■ **Texto extraído**

==================================================

01 mar, 2021
A natural preocupação com a pandemia levou a que, entre nós, se tenha falado pouco do que se passa em Itália. No entanto, “a Itália é suficientemente grande para quebrar a Europa”, notava o semanário “The Economist”.
É que países como a Grécia ou Portugal também estão muito endividados, mas os parceiros europeus poderão resgatá-los, se for necessário – como já resgataram. Acrescenta o “Economist” que a economia italiana é demasiado grande para ser resgatada. Se tal acontecer, será o fim do euro e, provavelmente, da própria UE. Daí a enorme importância europeia da tentativa de Draghi, o novo primeiro-ministro italiano, para evitar a bancarrota do seu país.
Apesar da diferença na dimensão das economias portuguesa e italiana, há várias semelhanças. Aliás, entre as diferenças podem apontar-se mais duas: Portugal tem as fronteiras mais antigas da Europa e a Itália nasceu como país há menos de dois séculos. Em Portugal existe corrupção, como se sabe, mas nada que se assemelhe ao controle das várias mafias existentes no Sul de Itália, sobretudo em concursos públicos, fenómeno que se acentuou com a pandemia.
As semelhanças são o fraco ou quase nulo crescimento económico dos dois países nas últimas décadas, uma grande dívida pública, a perda de competitividade desde que o euro acabou com as desvalorizações cambiais, uma burocracia paralisante, uma justiça lenta e imprevisível, fortes desigualdades económicas (entre o que ganham homens e mulheres, nomeadamente), impostos excessivos, a emigração de jovens altamente qualificados e, acima de tudo, uma incapacidade para concretizar reformas.
Draghi é italiano, conhece bem os obstáculos que tem pela frente. Também sabe que, antes dele, houve em Itália vários governos “de salvação nacional”, dirigidos por independentes, que não alcançaram resultados brilhantes. Mas ele conseguiu, à partida, quase a totalidade do apoio partidário. Apenas um pequeno partido neofascista e hostil à UE, os Irmãos de Itália, ficou de fora do apoio ao governo chefiado por Draghi. E algumas pastas ministeriais importantes foram entregues a independentes, como as Finanças, a Transição Ecológica e os Assuntos Tecnológicos e Digitais.

==================================================

■ **Questões de estudo**
- 1) Transcreva do artigo sobre a Itália o trecho que começa em "Draghi é italiano, conhece" e segue até "Tecnológicos e Digitais.".
- 2) Indique se cada afirmação concorda com o artigo sobre a Itália, respondendo sim ou não e citando as palavras exatas que o decidem: (a) Portugal tem as fronteiras mais antigas da Europa; (b) todos os partidos italianos apoiam o governo de Draghi; (c) a pasta das Finanças foi entregue a um independente.
- 3) Prossiga o artigo sobre a Itália a partir do ponto em que termina.
Não é preciso recorrer às entradas.

Entradas de dados guardadas
==================================================

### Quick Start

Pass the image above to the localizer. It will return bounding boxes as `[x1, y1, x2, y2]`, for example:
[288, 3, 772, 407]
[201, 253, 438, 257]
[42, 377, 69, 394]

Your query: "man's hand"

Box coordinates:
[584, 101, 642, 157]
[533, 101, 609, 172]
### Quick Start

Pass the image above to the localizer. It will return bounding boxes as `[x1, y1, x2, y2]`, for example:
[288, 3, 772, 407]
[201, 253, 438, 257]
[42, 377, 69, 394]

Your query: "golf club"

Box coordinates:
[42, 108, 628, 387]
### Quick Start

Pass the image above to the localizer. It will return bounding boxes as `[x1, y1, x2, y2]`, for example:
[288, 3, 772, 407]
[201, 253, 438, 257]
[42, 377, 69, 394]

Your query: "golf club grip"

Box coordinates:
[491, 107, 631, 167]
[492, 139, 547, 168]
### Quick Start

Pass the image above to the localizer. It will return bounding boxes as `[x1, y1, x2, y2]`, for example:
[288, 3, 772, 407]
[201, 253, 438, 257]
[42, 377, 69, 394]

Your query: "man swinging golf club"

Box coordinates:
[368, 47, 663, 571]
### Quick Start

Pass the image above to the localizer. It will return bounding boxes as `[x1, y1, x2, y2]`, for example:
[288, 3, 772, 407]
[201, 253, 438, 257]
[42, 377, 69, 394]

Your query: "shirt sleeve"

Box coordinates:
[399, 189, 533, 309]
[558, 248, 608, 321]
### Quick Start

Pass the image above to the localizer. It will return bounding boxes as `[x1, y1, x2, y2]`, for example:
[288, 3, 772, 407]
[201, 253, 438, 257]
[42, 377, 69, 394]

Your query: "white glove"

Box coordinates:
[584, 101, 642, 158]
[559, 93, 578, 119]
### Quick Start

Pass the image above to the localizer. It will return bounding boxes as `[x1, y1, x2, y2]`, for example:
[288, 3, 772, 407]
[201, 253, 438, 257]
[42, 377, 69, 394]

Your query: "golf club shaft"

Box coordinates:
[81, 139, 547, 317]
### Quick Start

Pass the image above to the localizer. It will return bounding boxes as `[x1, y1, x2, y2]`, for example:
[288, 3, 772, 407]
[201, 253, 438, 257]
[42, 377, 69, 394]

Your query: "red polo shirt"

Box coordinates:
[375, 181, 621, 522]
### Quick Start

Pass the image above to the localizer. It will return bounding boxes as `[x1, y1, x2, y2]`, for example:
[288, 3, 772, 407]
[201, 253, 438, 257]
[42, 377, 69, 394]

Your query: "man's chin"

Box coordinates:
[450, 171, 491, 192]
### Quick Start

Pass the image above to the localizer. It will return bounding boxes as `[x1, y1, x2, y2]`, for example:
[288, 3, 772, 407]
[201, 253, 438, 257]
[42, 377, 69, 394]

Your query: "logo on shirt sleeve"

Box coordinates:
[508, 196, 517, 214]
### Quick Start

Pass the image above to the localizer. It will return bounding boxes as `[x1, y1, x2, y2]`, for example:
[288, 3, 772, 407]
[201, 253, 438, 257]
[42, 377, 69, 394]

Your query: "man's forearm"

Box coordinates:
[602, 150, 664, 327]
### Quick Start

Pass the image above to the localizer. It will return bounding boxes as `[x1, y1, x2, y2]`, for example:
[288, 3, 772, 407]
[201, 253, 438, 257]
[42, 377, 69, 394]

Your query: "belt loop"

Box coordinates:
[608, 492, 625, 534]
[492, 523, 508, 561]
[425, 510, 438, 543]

==================================================

■ **Conjunto de respostas**
- 1)
Draghi é italiano, conhece bem os obstáculos que tem pela frente. Também sabe que, antes dele, houve em Itália vários governos “de salvação nacional”, dirigidos por independentes, que não alcançaram resultados brilhantes. Mas ele conseguiu, à partida, quase a totalidade do apoio partidário. Apenas um pequeno partido neofascista e hostil à UE, os Irmãos de Itália, ficou de fora do apoio ao governo chefiado por Draghi. E algumas pastas ministeriais importantes foram entregues a independentes, como as Finanças, a Transição Ecológica e os Assuntos Tecnológicos e Digitais.

- 2)
(a) Sim: "Portugal tem as fronteiras mais antigas da Europa".
(b) Não: "Apenas um pequeno partido neofascista e hostil à UE, os Irmãos de Itália, ficou de fora do apoio ao governo chefiado por Draghi."
(c) Sim: "algumas pastas ministeriais importantes foram entregues a independentes, como as Finanças".

- 3)
É claro que uma boa parte desta quase unanimidade em torno de Draghi tem a ver com a possibilidade de intervir de alguma forma na distribuição do montão de dinheiro da “bazuca” que a Itália deverá receber – mais de 200 mil milhões de euros. Mas é notável que Draghi tenha logrado o apoio de Salvini, até há pouco um agressivo eurocético e líder informal de vários políticos eurocéticos da UE (apoiou o português Chega e em Espanha ajudou o lançamento do Vox, de extrema-direita).
Draghi também conseguiu atrair o líder do movimento Cinco Estrelas, o demagogo Beppe Grillo, apesar da contestação de uma parte desse movimento anti-sistema, onde não se pratica a disciplina partidária – por isso, um quarto dos senadores do Cinco Estrelas não alinhou no voto de confiança a Draghi no Senado.
No seu discurso de investidura como primeiro-ministro, Draghi prometeu reformas, designadamente no sistema fiscal, nos tribunais e na administração pública. E teve a coragem de prometer, também, que não resgataria empresas economicamente inviáveis. Um ponto essencial, de que tão pouco se fala entre nós.
Por outro lado, Draghi goza de grande prestígio na Europa comunitária. Incluindo na Alemanha, apesar das reservas do Bundesbank às medidas menos ortodoxas do Banco Central Europeu, por ele lançadas a partir de 2012 para salvar o euro e que se mantém com Christine Lagarde.